* ARBEITSAUFTRÄGE:
(a) Beantworten Sie zum Text über Generationen und Arbeitgeberattraktivität die folgenden Fragen:
(i) Welche Geburtenjahrgänge werden der Generation „X“ zugeordnet?
(ii) Welche beiden Dinge genügen allein nicht, um Potenzialträger für den öffentlichen Dienst zu interessieren?
(iii) Wozu kann Personalmanagement beitragen?
(b) Führen Sie den Text über Generationen und Arbeitgeberattraktivität im Anschluss an seinen letzten Satz weiter.

══ TEXT ZUR ANALYSE ══

Wenn sich jetzt als konstant vorausgesetzte individuell bedeutsame Umfeldfaktoren verändern, beispielsweise durch eine räumlich und zeitlich entgrenzte Arbeit, auf die wenig Einfluss besteht, funktioniert die Orientierung nicht mehr wie gewohnt. Je nach persönlicher Beanspruchungstoleranz können solche entgrenzte Arbeitsbedingungen als Kontrollverlust erlebt werden und Stress auslösen.
41Zahlreiche Publikationen beschäftigen sich mit der Frage, wie die unterschiedlichen Generationen mit den Herausforderungen in Technik, Gesellschaft, Natur und der Arbeit umgehen. Während der Generation „X“ (Geburtenjahrgänge 1970 bis ca. 1985) ein eher unflexibler Umgang mit den Anforderungen sich rasch verändernder Rahmenbedingungen zugeschrieben wird, sind für Arbeitgeber besonders die Generationen „Y“ (Geburtenjahrgänge ab 1985 bis 2000) und „Z“ (Geburtenjahrgänge ab 2000 bis 2015) in das Blickfeld gerückt (vgl. Scholz [II], 2014, S. 73 f.). Sie verkörpern jene Altersgruppen, die die Digitalisierung für soziales Netzwerken zu nutzen wissen, bzw. mit der Digitalisierung aufwachsen und für die Agilität kein Fremdwort ist.
Der Klassifizierung in Kohorten liegt ebenfalls die Prägung nach gemeinsam geteilten gesellschaftlichen, ökonomischen, technischen und politischen Rahmenbedingungen zugrunde.
Die kommende Generation potenzieller Bewerber weist eine wesentlich heterogene Biografie auf. Die Fachkräftegewinnung wird sich deshalb nicht auf altbewährte Marketingstrategien der öffentlichen Verwaltung beschränken können. Das Werben mit sicheren Arbeitsplätzen und die Tätigkeit für das Gemeinwohl allein, werden nicht genügen, um Potenzialträger für den öffentlichen Dienst zu interessieren. Behörden müssen in Sachen Digitalisierung und neue Arbeitsformen mit Unternehmen mithalten. Auch in der öffentlichen Meinung werden die sich verändernden Rahmenbedingungen mit Nachdruck und unter Bezugnahme auf die Veränderungsnotwendigkeit der Personalarbeit wiederholt und an die Personalpraktiker adressiert. Dies erschwert zusätzlich die Chance auf einen proaktiven Umgang mit der Thematik, der für Innovation unabdingbar ist.
Personalmanagement kann zum Aufbau einer Arbeitgebermarke und damit zur Attraktivität als potenzieller Arbeitgeber sowie zur Bindung von Beschäftigten beitragen (vgl. Jetter, 2008, S. 19 f.).
42Ob ein Arbeitgeber jedoch für potenzielle Mitarbeiter attraktiv ist, wird von verschiedenen Faktoren beeinflusst, so beispielsweise auch davon, ob der potenzielle Arbeitgeber als Teil der Gesellschaft soziale und ökologische Verantwortung wahrnimmt und dies nicht nur auf seiner Website bewirbt, sondern als Philosophie bis hin zum Produkt lebt.

═══
══ ROHDATEN ══

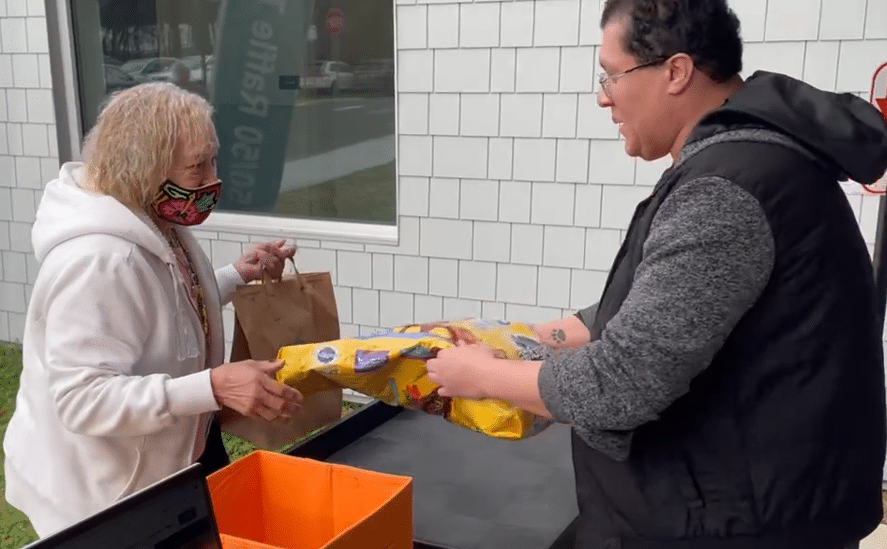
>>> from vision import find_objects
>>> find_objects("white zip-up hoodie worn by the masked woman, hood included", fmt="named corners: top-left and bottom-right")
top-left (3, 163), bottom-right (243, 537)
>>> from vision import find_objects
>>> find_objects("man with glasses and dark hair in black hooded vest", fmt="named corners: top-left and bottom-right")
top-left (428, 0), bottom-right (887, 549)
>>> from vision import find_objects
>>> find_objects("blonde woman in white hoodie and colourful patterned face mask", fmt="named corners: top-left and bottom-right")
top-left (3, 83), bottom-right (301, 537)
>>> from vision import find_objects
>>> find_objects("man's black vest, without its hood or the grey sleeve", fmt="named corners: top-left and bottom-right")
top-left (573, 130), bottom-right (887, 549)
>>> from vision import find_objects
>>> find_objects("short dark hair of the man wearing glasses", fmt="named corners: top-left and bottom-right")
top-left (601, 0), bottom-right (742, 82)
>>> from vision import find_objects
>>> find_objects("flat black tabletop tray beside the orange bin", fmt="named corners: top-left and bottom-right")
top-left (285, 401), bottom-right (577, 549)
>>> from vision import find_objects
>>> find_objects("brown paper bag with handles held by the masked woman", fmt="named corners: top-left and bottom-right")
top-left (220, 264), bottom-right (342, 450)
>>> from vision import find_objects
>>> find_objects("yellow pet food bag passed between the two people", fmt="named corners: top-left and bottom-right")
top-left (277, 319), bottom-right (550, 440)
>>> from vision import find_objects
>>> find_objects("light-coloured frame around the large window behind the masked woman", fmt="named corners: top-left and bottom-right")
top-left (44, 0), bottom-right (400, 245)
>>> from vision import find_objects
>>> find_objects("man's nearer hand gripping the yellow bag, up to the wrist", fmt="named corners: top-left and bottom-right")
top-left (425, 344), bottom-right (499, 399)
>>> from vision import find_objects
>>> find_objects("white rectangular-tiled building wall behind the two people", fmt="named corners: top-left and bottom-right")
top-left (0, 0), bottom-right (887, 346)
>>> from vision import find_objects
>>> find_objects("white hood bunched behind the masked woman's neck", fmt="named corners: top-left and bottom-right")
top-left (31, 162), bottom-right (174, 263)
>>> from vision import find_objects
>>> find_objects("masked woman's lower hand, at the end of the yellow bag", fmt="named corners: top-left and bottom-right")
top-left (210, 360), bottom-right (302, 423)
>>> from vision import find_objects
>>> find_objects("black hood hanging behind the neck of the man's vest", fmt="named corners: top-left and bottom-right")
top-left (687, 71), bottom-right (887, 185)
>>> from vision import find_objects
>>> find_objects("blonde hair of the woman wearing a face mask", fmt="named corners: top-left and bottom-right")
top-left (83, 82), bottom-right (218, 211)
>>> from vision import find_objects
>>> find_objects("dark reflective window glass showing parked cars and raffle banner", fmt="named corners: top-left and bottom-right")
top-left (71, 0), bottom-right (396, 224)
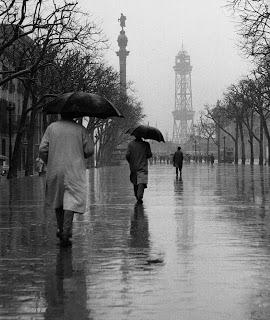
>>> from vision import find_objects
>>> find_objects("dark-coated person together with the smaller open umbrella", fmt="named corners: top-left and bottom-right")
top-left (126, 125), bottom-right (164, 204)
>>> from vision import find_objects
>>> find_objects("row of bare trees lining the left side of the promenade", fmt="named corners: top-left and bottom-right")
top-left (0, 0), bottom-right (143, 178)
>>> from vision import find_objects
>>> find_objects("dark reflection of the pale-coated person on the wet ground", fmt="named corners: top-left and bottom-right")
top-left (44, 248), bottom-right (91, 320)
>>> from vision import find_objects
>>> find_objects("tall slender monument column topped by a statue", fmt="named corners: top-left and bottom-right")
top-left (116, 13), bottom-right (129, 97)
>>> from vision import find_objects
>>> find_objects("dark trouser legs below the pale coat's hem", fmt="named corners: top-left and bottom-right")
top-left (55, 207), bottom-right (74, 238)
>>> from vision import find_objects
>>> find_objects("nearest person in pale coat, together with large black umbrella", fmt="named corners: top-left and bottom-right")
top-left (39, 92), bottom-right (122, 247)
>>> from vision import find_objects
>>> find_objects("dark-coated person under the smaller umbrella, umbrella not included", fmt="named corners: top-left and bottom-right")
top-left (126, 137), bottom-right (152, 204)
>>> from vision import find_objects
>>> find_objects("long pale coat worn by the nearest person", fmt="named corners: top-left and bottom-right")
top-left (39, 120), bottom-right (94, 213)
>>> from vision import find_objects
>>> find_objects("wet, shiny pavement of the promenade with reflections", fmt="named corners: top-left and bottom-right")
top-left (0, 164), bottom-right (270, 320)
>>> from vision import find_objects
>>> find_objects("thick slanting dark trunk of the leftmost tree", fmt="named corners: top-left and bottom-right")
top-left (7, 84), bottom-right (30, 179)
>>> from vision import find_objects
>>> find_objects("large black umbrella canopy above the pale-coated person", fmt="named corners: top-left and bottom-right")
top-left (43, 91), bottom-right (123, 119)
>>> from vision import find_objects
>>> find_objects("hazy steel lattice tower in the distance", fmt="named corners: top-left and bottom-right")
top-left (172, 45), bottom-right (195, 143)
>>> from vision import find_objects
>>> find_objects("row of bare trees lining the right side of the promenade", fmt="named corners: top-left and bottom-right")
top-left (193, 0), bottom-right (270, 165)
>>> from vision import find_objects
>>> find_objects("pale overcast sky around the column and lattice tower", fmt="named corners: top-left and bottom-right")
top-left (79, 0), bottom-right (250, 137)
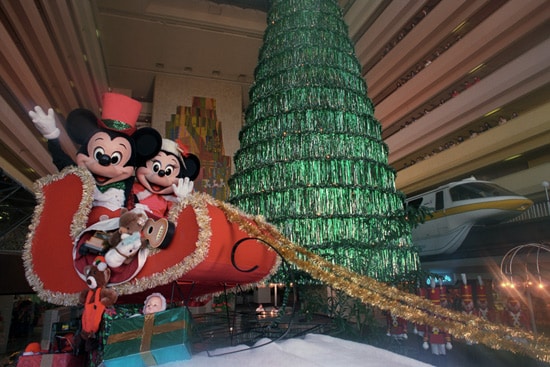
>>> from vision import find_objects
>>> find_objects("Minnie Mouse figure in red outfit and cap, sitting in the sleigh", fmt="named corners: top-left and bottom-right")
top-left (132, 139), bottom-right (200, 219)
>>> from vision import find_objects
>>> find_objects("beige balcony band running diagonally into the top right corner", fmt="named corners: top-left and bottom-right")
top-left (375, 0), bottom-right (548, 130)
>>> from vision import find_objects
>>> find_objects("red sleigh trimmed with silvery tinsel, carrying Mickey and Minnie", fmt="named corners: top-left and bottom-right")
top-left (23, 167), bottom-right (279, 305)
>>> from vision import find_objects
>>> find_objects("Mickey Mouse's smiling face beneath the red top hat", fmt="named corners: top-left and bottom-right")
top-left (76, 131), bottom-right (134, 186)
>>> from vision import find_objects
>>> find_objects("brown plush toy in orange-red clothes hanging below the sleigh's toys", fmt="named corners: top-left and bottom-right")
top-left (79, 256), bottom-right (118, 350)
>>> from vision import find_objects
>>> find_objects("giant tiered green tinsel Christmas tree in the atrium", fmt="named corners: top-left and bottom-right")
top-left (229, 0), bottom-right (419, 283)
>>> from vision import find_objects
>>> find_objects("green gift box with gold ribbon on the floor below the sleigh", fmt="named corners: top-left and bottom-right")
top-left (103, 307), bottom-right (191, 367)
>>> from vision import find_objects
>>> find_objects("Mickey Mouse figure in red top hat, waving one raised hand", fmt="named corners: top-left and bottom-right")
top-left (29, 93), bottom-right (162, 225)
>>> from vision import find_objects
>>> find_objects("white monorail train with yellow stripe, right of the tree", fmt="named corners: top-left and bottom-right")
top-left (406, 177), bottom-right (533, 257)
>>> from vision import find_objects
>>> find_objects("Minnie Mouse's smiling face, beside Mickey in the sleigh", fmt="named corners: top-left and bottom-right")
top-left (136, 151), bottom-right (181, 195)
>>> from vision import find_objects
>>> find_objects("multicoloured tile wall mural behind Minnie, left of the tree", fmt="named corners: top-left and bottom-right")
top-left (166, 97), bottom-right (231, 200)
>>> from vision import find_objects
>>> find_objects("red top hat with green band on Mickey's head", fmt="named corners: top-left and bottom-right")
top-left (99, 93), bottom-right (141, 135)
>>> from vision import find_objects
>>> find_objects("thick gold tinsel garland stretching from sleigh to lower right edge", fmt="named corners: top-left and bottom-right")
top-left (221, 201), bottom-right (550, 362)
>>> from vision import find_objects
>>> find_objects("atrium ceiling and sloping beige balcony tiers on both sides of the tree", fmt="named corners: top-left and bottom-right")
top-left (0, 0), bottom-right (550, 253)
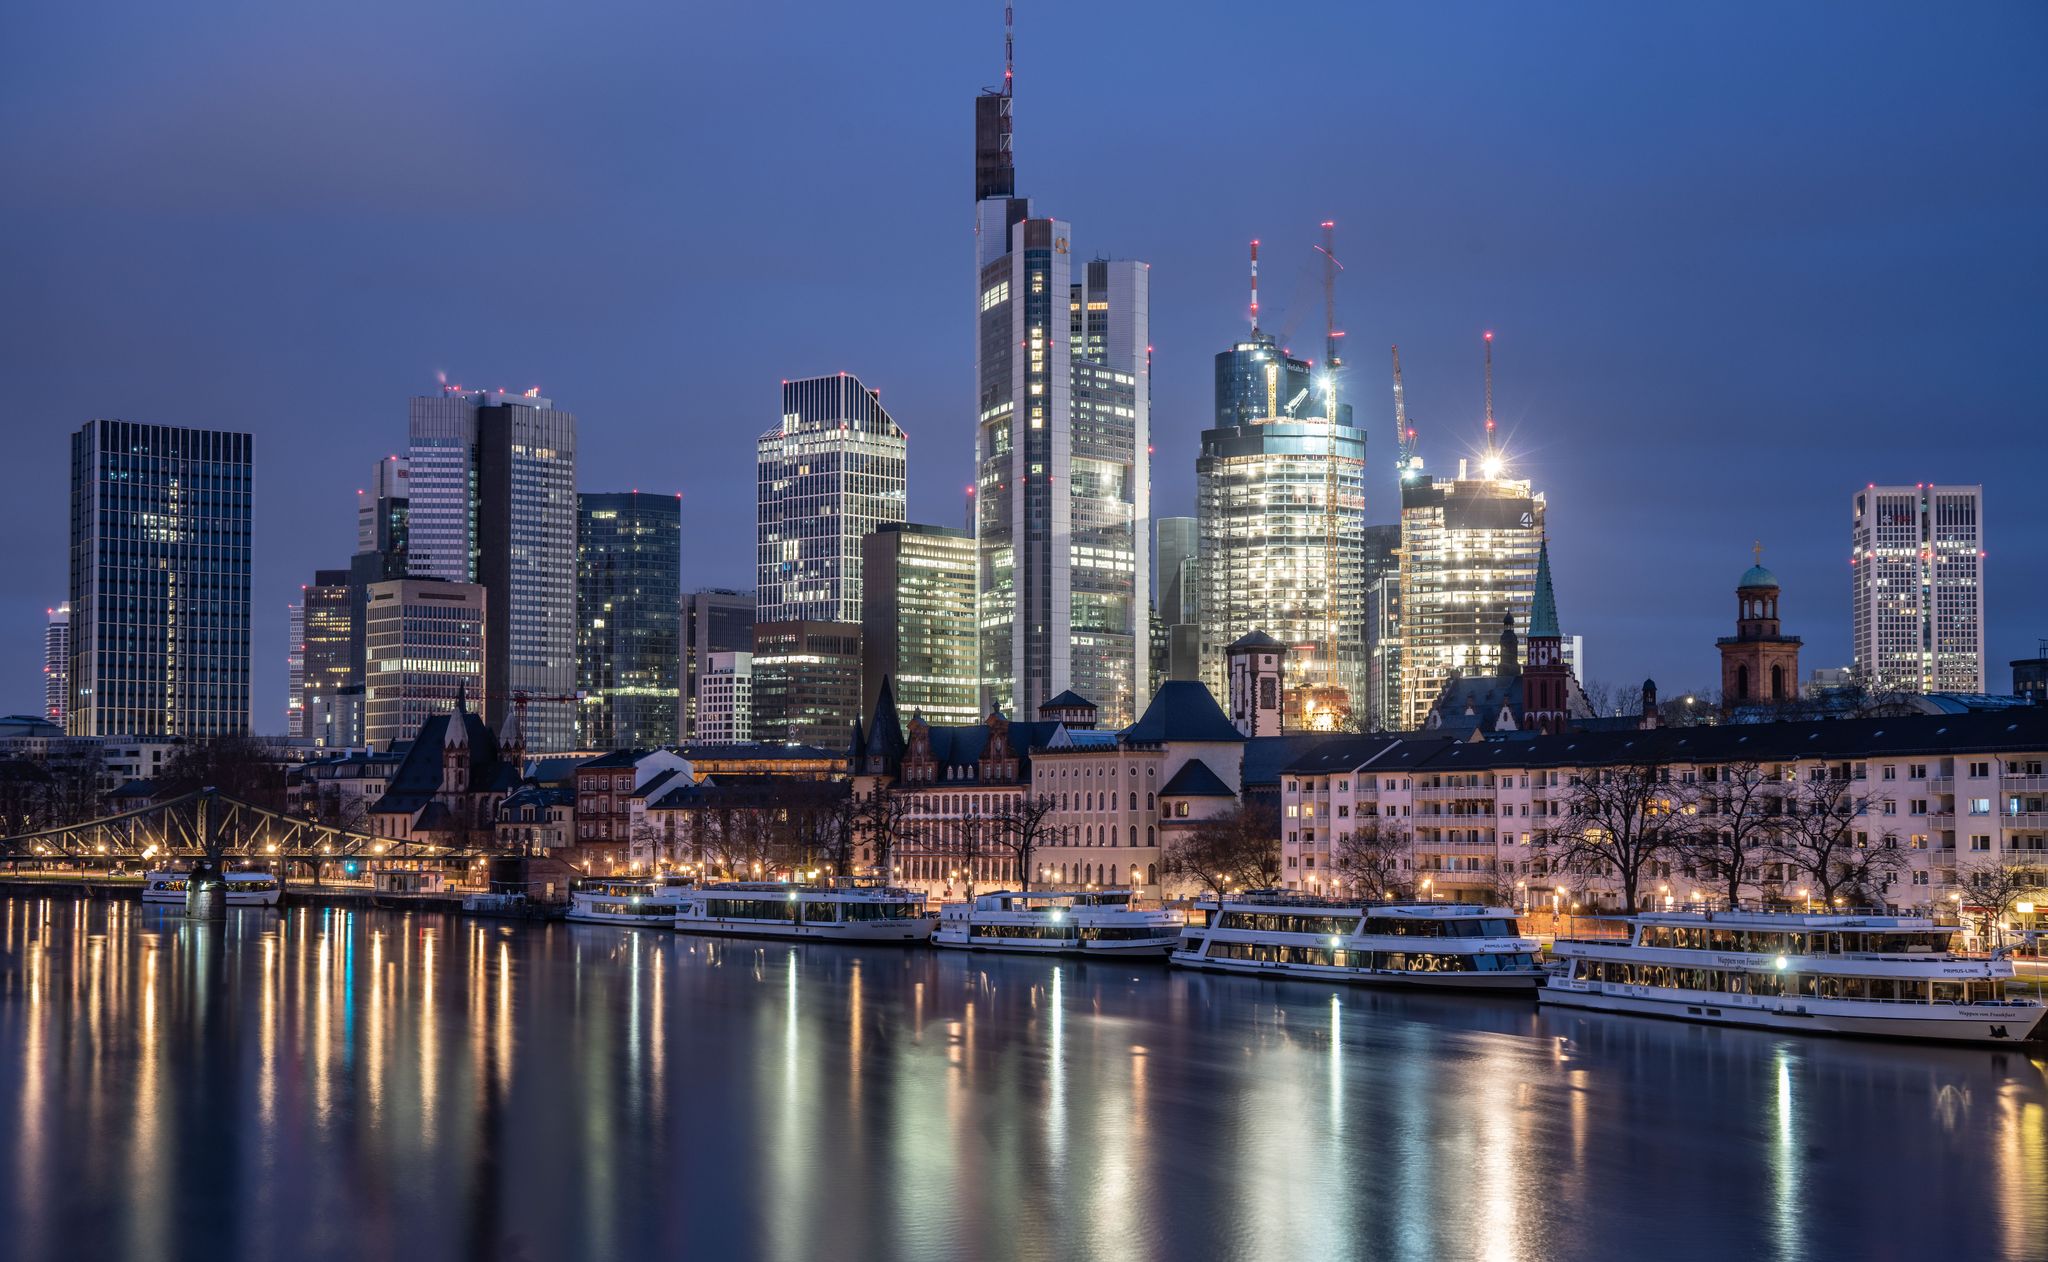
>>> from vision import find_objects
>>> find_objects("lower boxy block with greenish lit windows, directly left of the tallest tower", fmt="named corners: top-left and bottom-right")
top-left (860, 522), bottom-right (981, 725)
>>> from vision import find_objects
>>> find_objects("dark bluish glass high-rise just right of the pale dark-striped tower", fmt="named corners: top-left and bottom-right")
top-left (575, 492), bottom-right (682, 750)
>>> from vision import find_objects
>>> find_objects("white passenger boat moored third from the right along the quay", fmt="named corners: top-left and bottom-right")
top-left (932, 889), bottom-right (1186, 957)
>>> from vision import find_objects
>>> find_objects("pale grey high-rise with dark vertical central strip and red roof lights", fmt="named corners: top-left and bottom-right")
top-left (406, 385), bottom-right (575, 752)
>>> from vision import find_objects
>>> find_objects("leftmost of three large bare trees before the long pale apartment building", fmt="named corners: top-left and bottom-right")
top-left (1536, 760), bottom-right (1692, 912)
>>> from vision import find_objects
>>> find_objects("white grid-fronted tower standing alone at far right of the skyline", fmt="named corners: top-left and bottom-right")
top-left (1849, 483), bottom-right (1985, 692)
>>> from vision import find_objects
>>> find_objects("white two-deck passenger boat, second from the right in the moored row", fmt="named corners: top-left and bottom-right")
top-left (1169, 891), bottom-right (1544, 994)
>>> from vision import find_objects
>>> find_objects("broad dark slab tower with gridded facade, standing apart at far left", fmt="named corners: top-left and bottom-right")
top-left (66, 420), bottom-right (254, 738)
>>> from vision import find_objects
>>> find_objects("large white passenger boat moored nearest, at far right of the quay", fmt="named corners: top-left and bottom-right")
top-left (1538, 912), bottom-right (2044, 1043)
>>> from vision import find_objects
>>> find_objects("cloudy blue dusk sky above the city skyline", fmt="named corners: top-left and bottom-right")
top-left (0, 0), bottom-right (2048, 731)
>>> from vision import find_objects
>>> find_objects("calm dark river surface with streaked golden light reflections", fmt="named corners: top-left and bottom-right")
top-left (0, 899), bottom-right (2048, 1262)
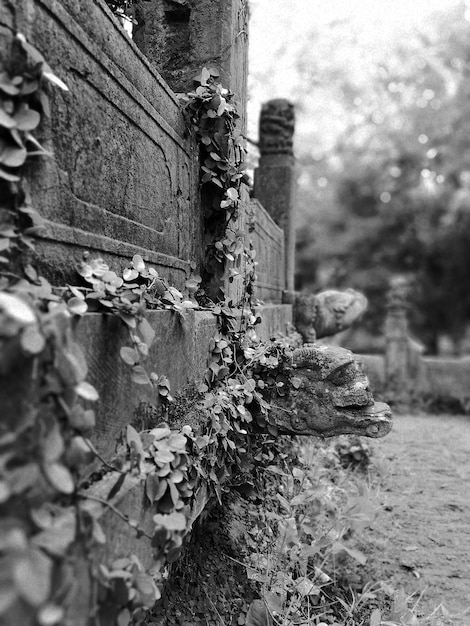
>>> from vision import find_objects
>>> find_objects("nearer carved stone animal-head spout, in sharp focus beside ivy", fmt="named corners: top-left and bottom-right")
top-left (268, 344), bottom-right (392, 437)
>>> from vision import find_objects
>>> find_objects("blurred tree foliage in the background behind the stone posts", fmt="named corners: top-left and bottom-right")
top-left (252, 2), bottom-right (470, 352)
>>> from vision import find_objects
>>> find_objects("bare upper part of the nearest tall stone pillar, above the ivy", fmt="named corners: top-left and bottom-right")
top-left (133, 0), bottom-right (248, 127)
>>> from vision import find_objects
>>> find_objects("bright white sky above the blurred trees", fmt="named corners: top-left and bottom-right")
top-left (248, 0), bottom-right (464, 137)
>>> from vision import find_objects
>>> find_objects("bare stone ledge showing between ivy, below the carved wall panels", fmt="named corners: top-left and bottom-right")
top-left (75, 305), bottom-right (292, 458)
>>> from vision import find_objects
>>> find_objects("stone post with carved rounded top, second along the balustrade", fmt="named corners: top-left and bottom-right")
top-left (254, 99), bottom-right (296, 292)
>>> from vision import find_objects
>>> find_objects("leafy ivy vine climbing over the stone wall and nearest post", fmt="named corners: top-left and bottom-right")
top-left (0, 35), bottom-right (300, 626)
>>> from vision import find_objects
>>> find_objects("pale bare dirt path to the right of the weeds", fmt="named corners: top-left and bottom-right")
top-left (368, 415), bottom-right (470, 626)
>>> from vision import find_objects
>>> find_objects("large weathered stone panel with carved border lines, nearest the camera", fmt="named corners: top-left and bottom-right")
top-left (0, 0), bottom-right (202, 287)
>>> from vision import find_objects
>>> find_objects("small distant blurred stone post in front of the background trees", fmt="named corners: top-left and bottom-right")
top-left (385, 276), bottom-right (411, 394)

═══

* LÖSUNGEN:
(a)
(i) Die Geburtenjahrgänge 1970 bis ca. 1985.
(ii) Das Werben mit sicheren Arbeitsplätzen und die Tätigkeit für das Gemeinwohl.
(iii) Zum Aufbau einer Arbeitgebermarke und damit zur Attraktivität als potenzieller Arbeitgeber sowie zur Bindung von Beschäftigten.

(b)
Es kommt in der Außenwirkung weniger darauf an, möglichst viele kostenintensive Benefits einzuführen. Damit kann Personalmanagement nur noch selten punkten. Allerdings kann eine verfehlte Personalpolitik, mit strukturellen Mängeln, Defiziten in der Führungskultur oder unzureichendem Gesundheitsschutz, zu einer hohen Fluktuationsrate und damit zu sinkender Arbeitgeberattraktivität beitragen. Ein wirkungsorientiertes Personalmanagement blockiert sich nicht selbst durch viele teure Angebote und unflexible Konzepte, sondern richtet sich nach den zu lösenden Fragen der Kunden und ist deshalb nah an den dezentralen Struktureinheiten.
43Für die beispielhaft beschriebenen Unsicherheitsfaktoren gibt es bereits mit dem Akronym VUCA-Umwelt ein Etikett (vgl. Lenz, 2019, S. 51 f.).
Es steht für:
• Volatility ( Unbeständigkeit),
• Uncertainty ( Unsicherheit),
• Complexity ( Komplexität) und
• Ambiguity ( Mehrdeutigkeit).
Erhöht sich die Komplexität durch vielfältige Umfeldanforderungen, wie Abbildung 9zeigt, ist es wenig sinnvoll, durch eine Verstärkung normativer Regelungen gegensteuern zu wollen. Dies führt zu einer Spirale der Komplexität. Beispielsweise sollte ein steigendes Anspruchsverhalten oder ein sprunghafter Anstieg der Kundenanliegen nicht dazu führen, die leistungserbringenden dezentralen Strukturbereiche grundsätzlich mit mehr normativen Regelungen auszustatten, die infolge Zeitdrucks unübersichtlich und nicht widerspruchsfrei die Fehlerquote eher noch steigern. Bei hoher Komplexität ist eine Personalführung mit effizientem Personaleinsatzmanagement gefragt. Als Dominoeffekt wirkt auch hier eine Komplexitätssteigerung dadurch, dass Kapazitäten für die Einleitung personalwirtschaftlicher Maßnahmen gebunden werden.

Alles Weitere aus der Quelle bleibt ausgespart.